**RECORDS FOR THE TASK**
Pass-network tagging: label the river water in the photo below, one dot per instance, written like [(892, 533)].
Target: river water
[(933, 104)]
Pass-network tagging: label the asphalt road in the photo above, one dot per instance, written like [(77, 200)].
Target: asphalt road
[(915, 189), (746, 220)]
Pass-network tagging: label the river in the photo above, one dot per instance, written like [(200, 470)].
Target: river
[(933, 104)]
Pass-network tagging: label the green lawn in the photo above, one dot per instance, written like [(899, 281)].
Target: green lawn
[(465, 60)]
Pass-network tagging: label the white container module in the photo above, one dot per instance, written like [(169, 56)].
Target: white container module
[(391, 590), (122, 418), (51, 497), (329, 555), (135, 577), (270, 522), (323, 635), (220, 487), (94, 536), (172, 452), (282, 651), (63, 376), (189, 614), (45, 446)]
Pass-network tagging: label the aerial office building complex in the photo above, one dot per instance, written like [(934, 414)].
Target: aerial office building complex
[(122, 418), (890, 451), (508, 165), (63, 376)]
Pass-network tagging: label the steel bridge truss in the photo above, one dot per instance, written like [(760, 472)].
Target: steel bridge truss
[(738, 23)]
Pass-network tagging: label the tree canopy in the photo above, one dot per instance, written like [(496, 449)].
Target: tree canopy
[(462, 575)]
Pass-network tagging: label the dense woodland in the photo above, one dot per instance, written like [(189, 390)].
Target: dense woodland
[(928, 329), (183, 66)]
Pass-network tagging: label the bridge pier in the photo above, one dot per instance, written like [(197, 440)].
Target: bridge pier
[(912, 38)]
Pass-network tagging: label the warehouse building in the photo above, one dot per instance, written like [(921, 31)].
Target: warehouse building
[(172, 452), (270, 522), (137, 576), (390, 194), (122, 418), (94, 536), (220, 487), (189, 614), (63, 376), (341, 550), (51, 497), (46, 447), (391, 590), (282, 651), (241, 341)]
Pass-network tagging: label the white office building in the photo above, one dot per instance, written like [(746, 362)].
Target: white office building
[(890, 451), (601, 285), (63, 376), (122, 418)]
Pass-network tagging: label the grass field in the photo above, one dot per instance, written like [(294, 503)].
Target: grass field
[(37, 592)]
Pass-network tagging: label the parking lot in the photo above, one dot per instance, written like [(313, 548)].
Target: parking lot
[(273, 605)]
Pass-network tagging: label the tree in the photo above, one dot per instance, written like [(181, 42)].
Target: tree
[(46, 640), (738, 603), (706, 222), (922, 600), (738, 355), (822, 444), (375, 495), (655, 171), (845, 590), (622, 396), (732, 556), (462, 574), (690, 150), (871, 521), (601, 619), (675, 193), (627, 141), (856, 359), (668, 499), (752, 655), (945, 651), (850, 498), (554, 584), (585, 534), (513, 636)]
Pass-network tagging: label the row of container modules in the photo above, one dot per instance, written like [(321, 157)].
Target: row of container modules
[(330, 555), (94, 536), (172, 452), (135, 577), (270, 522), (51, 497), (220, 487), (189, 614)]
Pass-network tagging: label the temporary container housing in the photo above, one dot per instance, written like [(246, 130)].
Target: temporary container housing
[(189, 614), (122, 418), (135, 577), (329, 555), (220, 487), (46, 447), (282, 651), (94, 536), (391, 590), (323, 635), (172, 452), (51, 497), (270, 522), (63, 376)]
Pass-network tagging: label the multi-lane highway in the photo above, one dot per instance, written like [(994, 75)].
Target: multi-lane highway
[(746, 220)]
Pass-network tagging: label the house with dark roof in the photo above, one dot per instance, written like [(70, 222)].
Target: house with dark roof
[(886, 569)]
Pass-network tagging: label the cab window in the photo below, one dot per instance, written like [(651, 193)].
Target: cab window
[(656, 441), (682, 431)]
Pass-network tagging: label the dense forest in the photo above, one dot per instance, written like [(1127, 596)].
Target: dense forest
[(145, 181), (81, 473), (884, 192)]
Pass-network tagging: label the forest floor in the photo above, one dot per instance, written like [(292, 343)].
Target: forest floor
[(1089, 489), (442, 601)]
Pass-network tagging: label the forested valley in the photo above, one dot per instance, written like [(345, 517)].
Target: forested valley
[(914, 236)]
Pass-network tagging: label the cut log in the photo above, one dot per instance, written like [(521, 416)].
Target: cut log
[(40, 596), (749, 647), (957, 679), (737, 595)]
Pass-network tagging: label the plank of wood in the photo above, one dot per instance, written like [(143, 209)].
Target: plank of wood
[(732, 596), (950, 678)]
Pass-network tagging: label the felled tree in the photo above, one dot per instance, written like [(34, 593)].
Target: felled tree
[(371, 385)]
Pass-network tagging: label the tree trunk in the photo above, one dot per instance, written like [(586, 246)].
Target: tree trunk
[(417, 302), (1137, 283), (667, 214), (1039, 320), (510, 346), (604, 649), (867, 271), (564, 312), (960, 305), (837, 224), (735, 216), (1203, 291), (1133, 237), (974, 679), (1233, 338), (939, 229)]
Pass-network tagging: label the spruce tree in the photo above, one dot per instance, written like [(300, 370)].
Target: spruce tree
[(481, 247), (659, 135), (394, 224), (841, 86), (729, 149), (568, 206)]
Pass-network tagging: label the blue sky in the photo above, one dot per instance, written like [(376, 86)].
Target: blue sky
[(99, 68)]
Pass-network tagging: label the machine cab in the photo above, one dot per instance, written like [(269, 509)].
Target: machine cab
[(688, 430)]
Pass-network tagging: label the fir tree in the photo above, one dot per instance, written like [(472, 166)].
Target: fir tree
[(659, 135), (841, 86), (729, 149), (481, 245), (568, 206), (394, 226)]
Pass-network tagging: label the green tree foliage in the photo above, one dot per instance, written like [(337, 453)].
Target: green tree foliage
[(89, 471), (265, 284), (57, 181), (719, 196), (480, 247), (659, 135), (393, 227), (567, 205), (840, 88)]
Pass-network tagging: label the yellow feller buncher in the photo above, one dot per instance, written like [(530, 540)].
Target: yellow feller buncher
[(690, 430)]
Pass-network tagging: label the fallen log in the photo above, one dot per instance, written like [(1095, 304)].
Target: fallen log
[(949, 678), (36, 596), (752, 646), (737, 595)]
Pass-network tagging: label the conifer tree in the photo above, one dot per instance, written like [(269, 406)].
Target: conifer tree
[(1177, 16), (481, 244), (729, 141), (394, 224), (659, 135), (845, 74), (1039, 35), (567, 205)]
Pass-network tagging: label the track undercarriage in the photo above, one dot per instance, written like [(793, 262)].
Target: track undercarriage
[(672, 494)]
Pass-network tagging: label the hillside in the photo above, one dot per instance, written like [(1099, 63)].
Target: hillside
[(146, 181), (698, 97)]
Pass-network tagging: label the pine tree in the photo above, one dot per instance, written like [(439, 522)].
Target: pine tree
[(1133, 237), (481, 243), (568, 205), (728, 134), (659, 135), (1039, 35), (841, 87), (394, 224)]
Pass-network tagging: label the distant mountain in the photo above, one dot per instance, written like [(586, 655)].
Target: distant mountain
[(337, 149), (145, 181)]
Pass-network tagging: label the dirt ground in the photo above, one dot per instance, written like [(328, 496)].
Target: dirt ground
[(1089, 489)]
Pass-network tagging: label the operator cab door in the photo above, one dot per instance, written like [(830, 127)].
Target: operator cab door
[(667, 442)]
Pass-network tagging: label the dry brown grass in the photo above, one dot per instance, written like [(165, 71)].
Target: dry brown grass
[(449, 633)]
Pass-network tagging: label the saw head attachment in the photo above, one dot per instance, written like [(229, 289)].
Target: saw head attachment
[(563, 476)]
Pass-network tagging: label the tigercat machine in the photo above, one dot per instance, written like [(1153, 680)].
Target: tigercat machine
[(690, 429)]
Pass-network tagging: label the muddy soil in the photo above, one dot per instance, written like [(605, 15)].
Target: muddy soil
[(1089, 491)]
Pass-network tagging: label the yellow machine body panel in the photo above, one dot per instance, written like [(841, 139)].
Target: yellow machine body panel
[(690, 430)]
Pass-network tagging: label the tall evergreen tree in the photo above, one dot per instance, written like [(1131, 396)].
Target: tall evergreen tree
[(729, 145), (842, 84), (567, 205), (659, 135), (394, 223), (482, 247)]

**REQUIREMENTS**
Print the records word for word, from their first line through the line containing "614), (45, 446)]", with both of those lines included.

**SOLUTION TO THE EXERCISE**
Pass-network tagging: label the river water in the photo below, one dot per instance, written like [(892, 533)].
Target: river water
[(933, 104)]
Pass-network tagging: label the asphalt road in the photo above, one dot per instance, written like [(77, 200)].
Target: asphalt road
[(915, 189), (746, 220)]
Pass-network tagging: label the river in the photo above, one dot per instance, written like [(200, 470)].
Target: river
[(933, 104)]
Pass-network tagging: label the green lawn in the photo above, one dot per instance, written like [(899, 281)].
Target: green lawn
[(465, 60)]
Pass-network tagging: label the white container module in the photo above, one dot per instance, written like [(169, 56)].
Target: white container module
[(391, 590), (122, 418), (51, 497), (329, 555), (135, 577), (270, 522), (323, 635), (220, 487), (94, 536), (172, 452), (282, 651), (63, 376), (189, 614), (45, 446)]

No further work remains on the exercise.